Start of Data supplied
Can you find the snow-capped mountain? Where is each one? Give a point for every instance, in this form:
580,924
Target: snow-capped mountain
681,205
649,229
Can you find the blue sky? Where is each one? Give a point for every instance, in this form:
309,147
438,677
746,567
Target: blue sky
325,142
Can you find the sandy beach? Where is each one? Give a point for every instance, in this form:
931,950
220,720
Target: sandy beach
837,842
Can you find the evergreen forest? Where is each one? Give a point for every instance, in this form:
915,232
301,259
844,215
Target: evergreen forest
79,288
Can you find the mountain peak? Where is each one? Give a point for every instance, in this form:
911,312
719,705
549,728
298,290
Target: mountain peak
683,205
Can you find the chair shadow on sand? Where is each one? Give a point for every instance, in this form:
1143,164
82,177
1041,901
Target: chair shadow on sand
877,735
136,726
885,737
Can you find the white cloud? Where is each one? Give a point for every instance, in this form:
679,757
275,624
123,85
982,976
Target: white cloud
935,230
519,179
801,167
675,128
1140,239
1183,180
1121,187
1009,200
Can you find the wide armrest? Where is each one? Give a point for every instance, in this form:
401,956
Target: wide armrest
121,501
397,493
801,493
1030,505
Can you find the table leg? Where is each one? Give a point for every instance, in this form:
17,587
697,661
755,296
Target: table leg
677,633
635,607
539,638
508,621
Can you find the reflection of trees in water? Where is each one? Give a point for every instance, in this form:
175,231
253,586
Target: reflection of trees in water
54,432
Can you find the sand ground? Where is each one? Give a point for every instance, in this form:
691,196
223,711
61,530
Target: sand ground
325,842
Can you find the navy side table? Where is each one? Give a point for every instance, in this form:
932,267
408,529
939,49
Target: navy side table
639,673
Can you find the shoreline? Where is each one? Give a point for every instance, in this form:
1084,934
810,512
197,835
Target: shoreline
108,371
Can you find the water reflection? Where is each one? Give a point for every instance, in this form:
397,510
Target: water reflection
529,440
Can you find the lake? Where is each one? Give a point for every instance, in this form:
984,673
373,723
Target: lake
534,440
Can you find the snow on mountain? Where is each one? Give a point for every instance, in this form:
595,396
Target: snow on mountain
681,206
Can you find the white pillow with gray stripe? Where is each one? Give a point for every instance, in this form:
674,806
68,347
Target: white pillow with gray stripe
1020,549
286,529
End of Data supplied
Start of Data supplied
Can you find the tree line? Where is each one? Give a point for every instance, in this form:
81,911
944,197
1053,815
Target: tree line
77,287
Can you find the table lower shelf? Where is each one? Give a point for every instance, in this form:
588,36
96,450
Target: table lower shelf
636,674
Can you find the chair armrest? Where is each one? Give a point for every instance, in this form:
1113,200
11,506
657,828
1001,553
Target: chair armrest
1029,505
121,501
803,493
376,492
End of Data supplied
Start of Data supplied
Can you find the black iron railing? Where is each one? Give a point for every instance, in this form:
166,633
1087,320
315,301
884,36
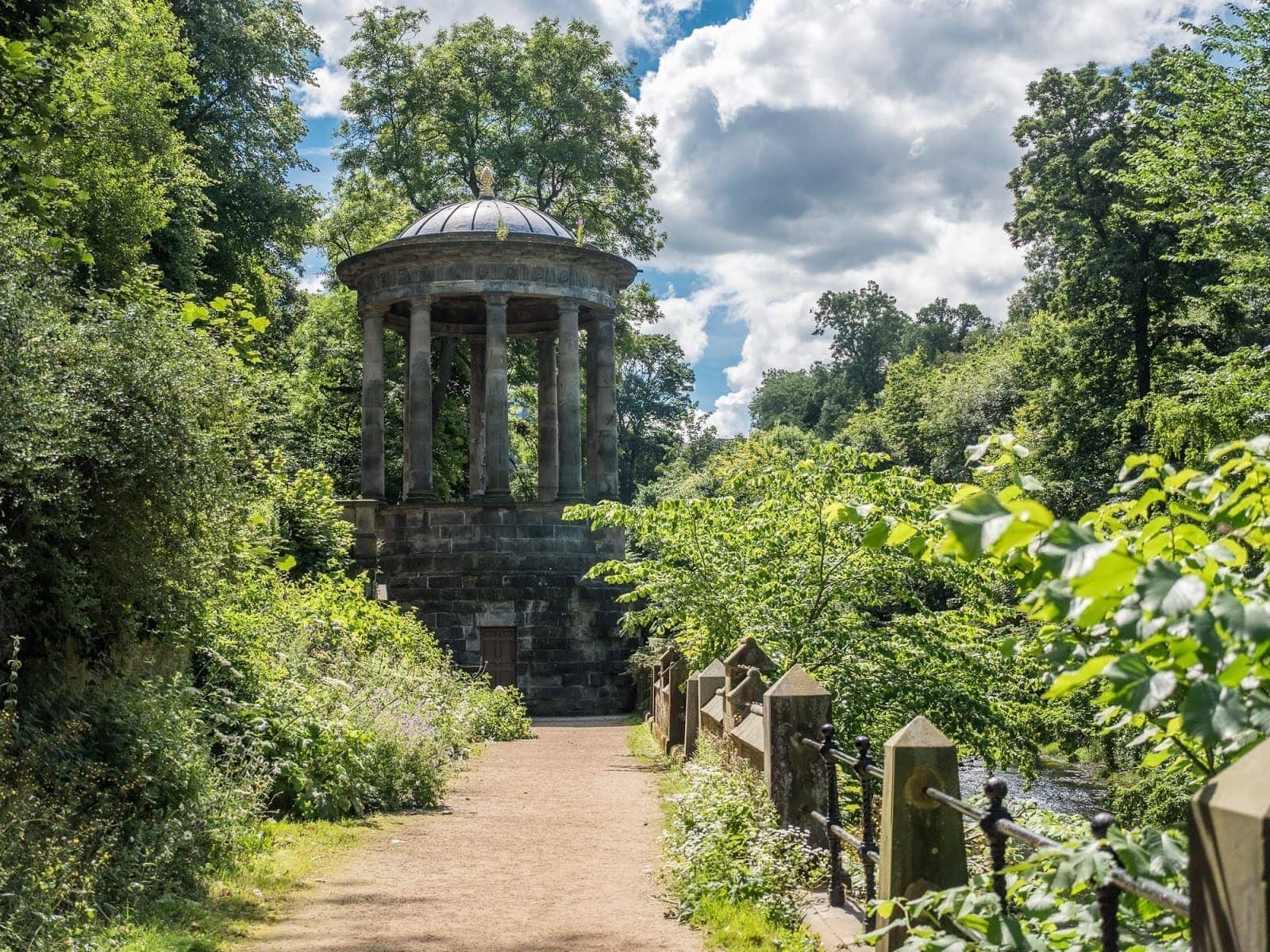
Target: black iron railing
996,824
End of Data supplied
**What the task requires**
Please write out, exactly as they appear above, only the lines in the stretch from the line with "Can you find the snow-capped" through the line with "Can you find the blue".

**Exercise result**
Can you find the snow-capped mountain? Where is each one? Give a point for every instance, in this form:
580,924
Target: snow-capped mountain
681,205
649,229
Can you find the blue sky? Where is each one? Give a point for every instance, in this form:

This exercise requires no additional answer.